▶ [RECORDS SUPPLIED]:
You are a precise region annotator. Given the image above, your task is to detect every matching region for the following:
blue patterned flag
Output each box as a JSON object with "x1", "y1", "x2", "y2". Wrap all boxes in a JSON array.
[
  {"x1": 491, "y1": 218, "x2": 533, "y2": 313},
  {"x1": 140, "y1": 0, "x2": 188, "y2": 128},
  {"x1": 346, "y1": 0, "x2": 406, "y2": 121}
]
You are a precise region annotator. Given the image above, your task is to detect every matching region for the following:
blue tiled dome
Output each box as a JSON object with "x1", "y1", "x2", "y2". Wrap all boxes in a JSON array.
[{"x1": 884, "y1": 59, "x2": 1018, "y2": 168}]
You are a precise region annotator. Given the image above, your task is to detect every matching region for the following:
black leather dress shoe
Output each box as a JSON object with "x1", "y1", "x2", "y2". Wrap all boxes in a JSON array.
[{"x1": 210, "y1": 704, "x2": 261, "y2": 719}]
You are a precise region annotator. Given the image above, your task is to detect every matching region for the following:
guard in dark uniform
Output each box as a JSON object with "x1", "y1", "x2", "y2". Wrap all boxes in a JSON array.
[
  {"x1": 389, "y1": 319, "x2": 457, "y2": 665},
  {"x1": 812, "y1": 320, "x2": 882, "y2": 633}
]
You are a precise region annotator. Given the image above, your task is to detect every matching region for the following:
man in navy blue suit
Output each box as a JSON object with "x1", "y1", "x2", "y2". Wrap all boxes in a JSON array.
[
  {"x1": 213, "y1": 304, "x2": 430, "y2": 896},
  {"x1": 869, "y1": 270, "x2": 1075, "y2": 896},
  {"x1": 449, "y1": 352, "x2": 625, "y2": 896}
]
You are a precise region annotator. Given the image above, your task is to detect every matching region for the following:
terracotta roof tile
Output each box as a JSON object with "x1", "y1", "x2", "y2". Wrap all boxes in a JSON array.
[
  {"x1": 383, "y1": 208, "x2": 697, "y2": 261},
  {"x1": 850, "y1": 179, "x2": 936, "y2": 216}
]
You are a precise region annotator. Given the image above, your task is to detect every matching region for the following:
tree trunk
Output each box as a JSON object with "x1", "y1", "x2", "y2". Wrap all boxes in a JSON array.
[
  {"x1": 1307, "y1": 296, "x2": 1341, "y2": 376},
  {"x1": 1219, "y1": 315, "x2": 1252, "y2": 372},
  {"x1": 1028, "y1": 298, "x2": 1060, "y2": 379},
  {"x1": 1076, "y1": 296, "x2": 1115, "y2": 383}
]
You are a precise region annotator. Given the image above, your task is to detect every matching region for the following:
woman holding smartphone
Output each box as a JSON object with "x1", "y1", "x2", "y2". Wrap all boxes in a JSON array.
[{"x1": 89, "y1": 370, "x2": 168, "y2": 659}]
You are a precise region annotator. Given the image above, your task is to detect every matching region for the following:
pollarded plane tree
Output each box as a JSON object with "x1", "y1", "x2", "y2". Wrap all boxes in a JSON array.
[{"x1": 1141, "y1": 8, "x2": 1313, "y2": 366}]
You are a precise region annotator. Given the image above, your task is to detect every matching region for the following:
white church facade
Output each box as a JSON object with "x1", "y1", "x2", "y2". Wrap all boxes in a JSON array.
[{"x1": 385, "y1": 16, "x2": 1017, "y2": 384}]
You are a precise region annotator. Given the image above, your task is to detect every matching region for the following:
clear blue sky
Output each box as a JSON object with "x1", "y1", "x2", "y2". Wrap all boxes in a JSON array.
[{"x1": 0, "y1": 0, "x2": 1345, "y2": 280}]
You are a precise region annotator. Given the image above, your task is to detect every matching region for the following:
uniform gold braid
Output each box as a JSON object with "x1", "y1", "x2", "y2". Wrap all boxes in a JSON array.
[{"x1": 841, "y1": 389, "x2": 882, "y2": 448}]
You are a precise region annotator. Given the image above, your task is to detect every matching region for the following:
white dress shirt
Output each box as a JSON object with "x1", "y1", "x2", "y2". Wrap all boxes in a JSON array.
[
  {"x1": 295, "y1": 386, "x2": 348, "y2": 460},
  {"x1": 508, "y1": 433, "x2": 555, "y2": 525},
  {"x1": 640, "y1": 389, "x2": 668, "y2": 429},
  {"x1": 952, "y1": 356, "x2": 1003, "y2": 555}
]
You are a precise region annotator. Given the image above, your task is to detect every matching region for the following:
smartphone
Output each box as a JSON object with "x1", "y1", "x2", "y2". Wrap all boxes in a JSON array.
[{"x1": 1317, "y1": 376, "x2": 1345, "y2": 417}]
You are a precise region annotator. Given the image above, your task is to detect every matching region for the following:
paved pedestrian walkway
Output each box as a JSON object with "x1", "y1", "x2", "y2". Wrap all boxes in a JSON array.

▶ [REQUIRED TASK]: From the records above, select every line that contains the word "dress", treating uppercase and lowercase as distinct, and reproduce each such line in full.

▶ [RESPONSE]:
black leather dress shoe
white dress shirt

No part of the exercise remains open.